● **Source text**
Dissertation

Information Friction: Information Technology and Military Performance

Massachusetts Institute of Technology, Department of Political Science, February 2011

Committee: Barry Posen (chair), Kenneth A. Oye, Wanda Orlikowski, Merritt Roe Smith

How does increasing dependence on information technology (IT) affect military power and bureaucratic behavior? I address this broadly important question by focusing on organizational control problems at the operational level of war (i.e., campaign management as distinguished from strategy or tactics).

For several decades, many defense intellectuals have argued that IT has caused a “revolution in military affairs” (RMA) by which reconnaissance networks and precision weapons radically improve the projection of power. RMA skeptics, however, can point to interoperability failures, overbearing micromanagement, and the political problems of counterinsurgency. I argue, by contrast, that the whole RMA debate is a manifestation of the long-term historical growth in the complexity of socio-technical control. Little progress has been made toward understanding the conditions under which RMA expectations succeed or fail, I believe, because there has been insufficient attention to how military practitioners actually use IT on a day-to-day basis.

● **Data block**
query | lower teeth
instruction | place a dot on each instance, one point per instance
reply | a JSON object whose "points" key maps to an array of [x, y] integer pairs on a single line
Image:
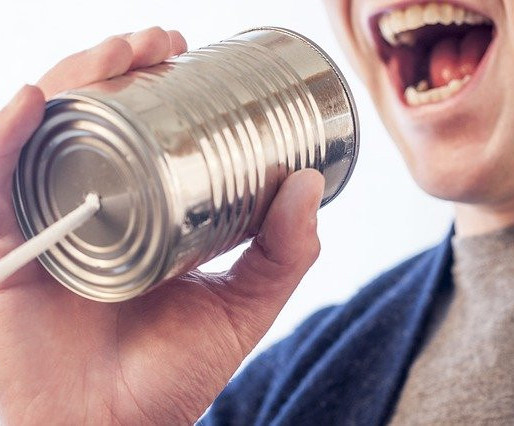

● **Jobs**
1. List every committee member named in the dissertation text.
2. Copy the stretch of the dissertation text from "How does increasing" through "strategy or tactics).", changing "military power" to "military effectiveness".

● **Results for the exercise**
1. Barry Posen (chair), Kenneth A. Oye, Wanda Orlikowski, Merritt Roe Smith

2.
How does increasing dependence on information technology (IT) affect military effectiveness and bureaucratic behavior? I address this broadly important question by focusing on organizational control problems at the operational level of war (i.e., campaign management as distinguished from strategy or tactics).